Please format the lines of the listing below as a numbered list, from the line containing "Note to the class: point at the patterned" through the line containing "<point>480,222</point>", inclusive, leaving out any blank lines.

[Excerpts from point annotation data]
Begin
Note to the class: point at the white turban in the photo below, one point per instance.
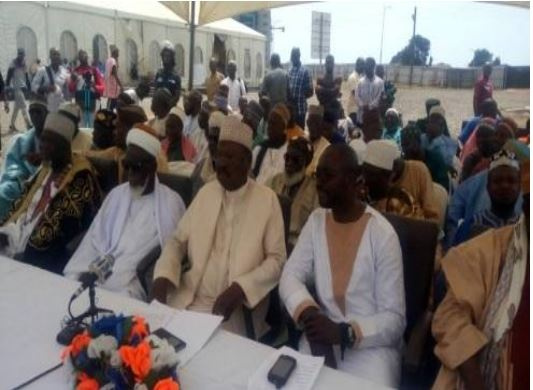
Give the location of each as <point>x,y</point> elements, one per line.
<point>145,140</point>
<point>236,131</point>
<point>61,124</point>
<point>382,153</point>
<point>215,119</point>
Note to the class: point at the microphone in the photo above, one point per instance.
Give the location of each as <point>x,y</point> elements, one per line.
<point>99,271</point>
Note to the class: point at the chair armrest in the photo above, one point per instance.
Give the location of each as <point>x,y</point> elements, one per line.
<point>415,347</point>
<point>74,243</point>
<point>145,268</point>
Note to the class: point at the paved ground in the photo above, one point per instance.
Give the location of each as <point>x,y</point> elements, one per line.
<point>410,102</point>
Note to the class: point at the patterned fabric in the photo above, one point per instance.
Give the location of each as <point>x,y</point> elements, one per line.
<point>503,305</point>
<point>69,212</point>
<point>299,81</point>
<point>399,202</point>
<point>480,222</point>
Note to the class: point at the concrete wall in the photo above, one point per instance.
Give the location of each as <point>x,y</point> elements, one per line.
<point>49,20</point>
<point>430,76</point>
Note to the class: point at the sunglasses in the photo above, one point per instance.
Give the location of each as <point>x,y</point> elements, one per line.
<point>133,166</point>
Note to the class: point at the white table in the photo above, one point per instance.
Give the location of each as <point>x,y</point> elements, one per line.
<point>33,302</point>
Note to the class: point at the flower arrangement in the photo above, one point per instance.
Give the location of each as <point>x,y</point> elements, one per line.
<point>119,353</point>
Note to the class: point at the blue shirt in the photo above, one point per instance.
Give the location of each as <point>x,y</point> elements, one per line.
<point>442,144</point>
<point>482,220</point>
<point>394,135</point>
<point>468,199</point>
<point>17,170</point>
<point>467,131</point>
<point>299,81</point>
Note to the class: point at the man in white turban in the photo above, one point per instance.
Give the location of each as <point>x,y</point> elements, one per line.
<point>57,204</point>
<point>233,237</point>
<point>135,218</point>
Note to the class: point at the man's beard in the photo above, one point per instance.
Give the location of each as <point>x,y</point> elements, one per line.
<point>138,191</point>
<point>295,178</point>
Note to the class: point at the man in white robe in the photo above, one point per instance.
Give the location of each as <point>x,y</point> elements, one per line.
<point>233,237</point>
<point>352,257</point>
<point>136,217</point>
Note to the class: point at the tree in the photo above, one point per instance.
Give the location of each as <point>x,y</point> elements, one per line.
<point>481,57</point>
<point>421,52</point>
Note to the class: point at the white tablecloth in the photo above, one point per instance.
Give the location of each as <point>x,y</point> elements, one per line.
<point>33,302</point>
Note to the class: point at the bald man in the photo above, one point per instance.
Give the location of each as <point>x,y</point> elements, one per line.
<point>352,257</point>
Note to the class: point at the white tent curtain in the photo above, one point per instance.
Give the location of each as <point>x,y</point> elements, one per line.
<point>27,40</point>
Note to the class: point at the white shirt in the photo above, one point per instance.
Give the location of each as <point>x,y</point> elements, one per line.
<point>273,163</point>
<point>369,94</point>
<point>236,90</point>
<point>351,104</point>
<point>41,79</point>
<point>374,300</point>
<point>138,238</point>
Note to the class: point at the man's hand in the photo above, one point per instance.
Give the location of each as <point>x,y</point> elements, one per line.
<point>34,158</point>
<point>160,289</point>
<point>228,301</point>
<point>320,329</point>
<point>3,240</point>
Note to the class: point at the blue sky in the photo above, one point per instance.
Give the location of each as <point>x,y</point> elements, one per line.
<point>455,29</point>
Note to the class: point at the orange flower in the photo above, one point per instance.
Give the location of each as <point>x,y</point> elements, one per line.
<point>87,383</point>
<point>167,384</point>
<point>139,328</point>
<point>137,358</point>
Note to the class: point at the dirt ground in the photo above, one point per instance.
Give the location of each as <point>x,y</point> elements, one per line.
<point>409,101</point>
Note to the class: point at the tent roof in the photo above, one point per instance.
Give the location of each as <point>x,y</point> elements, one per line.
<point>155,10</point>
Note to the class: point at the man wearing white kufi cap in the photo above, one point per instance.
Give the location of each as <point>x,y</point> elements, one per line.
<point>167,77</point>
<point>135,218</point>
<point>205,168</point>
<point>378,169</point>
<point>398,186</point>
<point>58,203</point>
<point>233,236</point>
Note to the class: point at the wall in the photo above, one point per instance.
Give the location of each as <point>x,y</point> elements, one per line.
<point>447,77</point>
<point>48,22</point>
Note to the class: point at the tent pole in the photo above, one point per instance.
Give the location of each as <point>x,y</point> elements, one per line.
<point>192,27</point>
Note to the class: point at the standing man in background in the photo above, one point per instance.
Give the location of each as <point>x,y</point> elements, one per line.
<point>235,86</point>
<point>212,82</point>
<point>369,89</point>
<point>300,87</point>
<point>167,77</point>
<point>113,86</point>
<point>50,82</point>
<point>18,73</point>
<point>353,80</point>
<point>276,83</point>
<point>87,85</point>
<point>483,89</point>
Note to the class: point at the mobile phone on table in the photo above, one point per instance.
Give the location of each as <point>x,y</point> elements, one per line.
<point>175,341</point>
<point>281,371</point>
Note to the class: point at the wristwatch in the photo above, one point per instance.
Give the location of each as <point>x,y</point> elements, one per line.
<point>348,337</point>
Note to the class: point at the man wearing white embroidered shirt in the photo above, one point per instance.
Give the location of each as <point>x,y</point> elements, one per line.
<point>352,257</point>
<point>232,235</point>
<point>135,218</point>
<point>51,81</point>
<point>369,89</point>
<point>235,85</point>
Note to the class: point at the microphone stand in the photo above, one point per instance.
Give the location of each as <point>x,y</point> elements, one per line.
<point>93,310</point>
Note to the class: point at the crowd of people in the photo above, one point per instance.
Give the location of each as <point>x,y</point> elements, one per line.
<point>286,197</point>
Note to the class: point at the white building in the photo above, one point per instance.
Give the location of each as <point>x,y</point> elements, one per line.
End
**ANSWER TO THIS PROBLEM**
1. Note to the class: point at the patterned fabric in the photo above, one point per instance.
2. Give the location of each as <point>x,y</point> elements, one per line.
3. <point>503,305</point>
4. <point>69,212</point>
5. <point>299,81</point>
6. <point>399,202</point>
7. <point>480,222</point>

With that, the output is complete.